Task requirements
Look below for the line with "the white sectional". Extract that line and each one after it through the last, word for word.

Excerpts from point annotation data

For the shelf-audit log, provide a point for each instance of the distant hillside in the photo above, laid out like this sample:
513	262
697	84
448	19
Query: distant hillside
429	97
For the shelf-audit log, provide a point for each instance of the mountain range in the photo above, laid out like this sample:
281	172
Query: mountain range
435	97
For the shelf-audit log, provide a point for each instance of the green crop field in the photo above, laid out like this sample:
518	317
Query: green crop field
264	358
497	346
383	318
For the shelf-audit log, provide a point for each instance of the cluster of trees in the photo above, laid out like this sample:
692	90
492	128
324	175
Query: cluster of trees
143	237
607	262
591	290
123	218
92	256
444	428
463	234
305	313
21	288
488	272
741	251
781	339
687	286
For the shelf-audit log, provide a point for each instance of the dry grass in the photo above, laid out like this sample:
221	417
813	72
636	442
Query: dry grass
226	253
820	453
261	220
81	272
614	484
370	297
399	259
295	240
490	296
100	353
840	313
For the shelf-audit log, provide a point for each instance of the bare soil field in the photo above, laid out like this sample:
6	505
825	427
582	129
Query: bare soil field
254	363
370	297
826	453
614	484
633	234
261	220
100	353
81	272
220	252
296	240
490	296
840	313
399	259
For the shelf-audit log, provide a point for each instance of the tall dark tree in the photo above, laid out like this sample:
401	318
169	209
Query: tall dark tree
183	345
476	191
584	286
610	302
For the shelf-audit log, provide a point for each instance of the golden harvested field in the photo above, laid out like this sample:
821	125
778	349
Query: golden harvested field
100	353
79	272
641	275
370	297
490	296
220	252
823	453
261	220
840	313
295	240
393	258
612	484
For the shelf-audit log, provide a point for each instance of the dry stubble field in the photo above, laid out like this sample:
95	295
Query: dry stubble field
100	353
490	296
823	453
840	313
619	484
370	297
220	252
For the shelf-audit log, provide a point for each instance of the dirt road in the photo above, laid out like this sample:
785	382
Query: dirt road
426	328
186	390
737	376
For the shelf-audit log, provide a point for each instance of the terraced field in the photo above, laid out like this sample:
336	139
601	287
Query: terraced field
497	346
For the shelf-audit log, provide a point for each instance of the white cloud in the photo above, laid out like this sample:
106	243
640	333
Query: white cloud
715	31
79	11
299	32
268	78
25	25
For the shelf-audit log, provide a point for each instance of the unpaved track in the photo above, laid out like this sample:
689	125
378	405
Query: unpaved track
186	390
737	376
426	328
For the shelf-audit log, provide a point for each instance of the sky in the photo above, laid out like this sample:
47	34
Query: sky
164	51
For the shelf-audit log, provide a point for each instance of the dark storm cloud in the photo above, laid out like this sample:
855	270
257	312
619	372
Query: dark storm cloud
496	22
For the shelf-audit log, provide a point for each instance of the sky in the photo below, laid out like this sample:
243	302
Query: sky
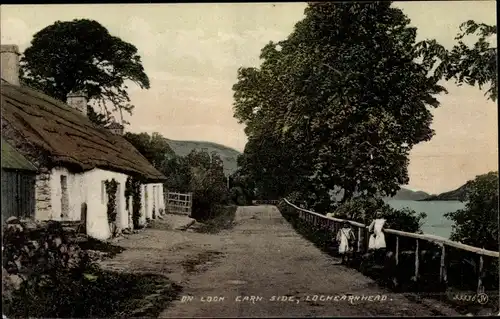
191	53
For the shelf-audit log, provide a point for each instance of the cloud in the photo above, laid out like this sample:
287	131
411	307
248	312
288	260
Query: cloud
16	31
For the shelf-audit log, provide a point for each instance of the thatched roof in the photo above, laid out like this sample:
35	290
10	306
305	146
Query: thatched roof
67	137
13	160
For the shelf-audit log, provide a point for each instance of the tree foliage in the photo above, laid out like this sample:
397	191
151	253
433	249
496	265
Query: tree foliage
207	182
472	65
198	172
339	104
81	55
477	223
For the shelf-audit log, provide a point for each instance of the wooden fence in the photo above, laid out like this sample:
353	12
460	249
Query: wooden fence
178	203
265	202
419	245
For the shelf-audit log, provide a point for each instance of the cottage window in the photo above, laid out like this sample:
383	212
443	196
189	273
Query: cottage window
104	195
64	197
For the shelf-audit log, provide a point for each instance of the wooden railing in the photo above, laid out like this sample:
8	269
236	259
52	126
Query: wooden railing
265	202
178	203
394	244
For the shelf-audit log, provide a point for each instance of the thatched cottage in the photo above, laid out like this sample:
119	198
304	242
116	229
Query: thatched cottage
74	158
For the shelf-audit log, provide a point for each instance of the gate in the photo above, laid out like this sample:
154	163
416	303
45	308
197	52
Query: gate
178	203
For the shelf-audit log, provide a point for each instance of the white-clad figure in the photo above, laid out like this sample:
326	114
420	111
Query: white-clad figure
377	238
346	239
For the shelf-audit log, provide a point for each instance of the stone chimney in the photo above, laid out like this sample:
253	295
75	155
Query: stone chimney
10	63
115	128
78	101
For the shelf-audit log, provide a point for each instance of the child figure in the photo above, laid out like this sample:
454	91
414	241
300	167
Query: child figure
346	239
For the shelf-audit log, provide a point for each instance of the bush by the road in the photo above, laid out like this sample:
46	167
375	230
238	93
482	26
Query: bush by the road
48	274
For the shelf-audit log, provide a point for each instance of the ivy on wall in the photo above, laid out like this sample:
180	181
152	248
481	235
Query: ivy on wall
111	189
133	189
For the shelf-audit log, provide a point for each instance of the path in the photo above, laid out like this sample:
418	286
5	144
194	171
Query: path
262	256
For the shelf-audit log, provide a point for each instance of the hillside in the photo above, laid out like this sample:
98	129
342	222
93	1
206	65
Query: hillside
402	194
457	194
228	155
406	194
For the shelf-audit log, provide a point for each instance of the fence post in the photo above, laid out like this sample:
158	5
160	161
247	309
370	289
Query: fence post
359	239
167	203
397	251
480	287
443	277
417	261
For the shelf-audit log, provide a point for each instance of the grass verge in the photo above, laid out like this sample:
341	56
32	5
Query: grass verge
96	293
222	219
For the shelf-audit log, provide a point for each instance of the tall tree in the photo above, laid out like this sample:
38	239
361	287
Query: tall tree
81	55
472	65
345	92
477	223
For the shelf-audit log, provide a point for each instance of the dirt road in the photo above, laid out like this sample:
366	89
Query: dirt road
260	267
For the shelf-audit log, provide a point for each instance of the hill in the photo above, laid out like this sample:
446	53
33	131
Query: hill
229	156
457	194
406	194
402	194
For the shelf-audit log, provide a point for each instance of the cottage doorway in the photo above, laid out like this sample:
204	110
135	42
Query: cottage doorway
146	202
118	204
64	198
154	202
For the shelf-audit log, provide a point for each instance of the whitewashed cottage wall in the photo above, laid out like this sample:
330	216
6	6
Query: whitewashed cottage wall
97	217
89	188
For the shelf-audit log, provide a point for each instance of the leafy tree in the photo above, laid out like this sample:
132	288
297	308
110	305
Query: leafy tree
207	182
477	223
476	64
242	188
345	96
81	55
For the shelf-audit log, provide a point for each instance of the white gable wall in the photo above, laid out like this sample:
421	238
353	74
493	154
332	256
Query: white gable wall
97	216
75	194
88	188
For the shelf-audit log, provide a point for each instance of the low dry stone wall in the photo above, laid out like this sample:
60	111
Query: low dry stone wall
30	247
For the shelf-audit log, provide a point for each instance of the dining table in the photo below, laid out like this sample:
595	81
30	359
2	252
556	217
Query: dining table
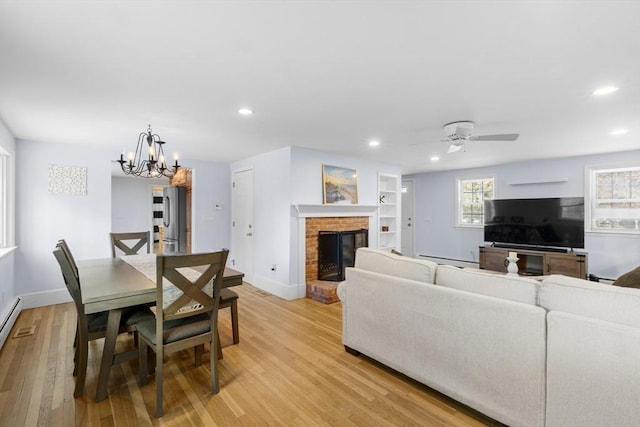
113	284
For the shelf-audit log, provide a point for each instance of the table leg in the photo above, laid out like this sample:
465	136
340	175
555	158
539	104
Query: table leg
113	325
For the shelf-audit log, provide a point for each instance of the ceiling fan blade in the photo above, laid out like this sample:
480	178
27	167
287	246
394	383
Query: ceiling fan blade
454	148
500	137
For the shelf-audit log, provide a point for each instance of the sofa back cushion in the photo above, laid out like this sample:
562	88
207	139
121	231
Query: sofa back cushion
513	288
591	299
395	265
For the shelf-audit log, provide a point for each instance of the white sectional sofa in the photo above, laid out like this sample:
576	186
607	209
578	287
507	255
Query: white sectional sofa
564	352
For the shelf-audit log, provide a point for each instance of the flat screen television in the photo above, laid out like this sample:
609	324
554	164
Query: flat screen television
548	222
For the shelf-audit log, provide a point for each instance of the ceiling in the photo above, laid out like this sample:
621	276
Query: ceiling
327	75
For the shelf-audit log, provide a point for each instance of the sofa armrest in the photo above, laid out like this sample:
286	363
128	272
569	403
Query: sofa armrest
593	372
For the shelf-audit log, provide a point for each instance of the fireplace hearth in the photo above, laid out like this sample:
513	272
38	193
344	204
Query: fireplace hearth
337	251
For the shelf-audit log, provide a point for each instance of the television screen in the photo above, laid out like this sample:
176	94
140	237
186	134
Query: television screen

Correct output
For the shelf-audit log, provide a point for each instance of the white sectional sofa in the photo above, laid out like this sample:
576	186
607	209
578	287
507	255
Query: white sectional sofa
564	352
For the shelf-audit log, provide a point for each instance of the flat screen television in the photo above, laid out like this sample:
609	324
554	164
Query: flat screen television
548	222
For the shelf-audit log, provide a point for each instance of the ceiling in the photo above, laid out like this sample:
621	276
Query: ceiling
327	75
For the shelf-audit log, provide a point for each instance of the sofa armrest in the photo above, laid out like this sample:
286	363
128	272
569	403
Query: sofa armrest
593	372
For the shelf-audit log, provide a point for each instance of the fireplace hearth in the photo above, laid out like this sample:
513	272
38	193
344	204
Query: fireplace hearth
337	251
For the shelf-audit log, provide a point for each instance of the television screen in the photo above, laid out like this sample:
176	94
140	237
186	134
Query: television screen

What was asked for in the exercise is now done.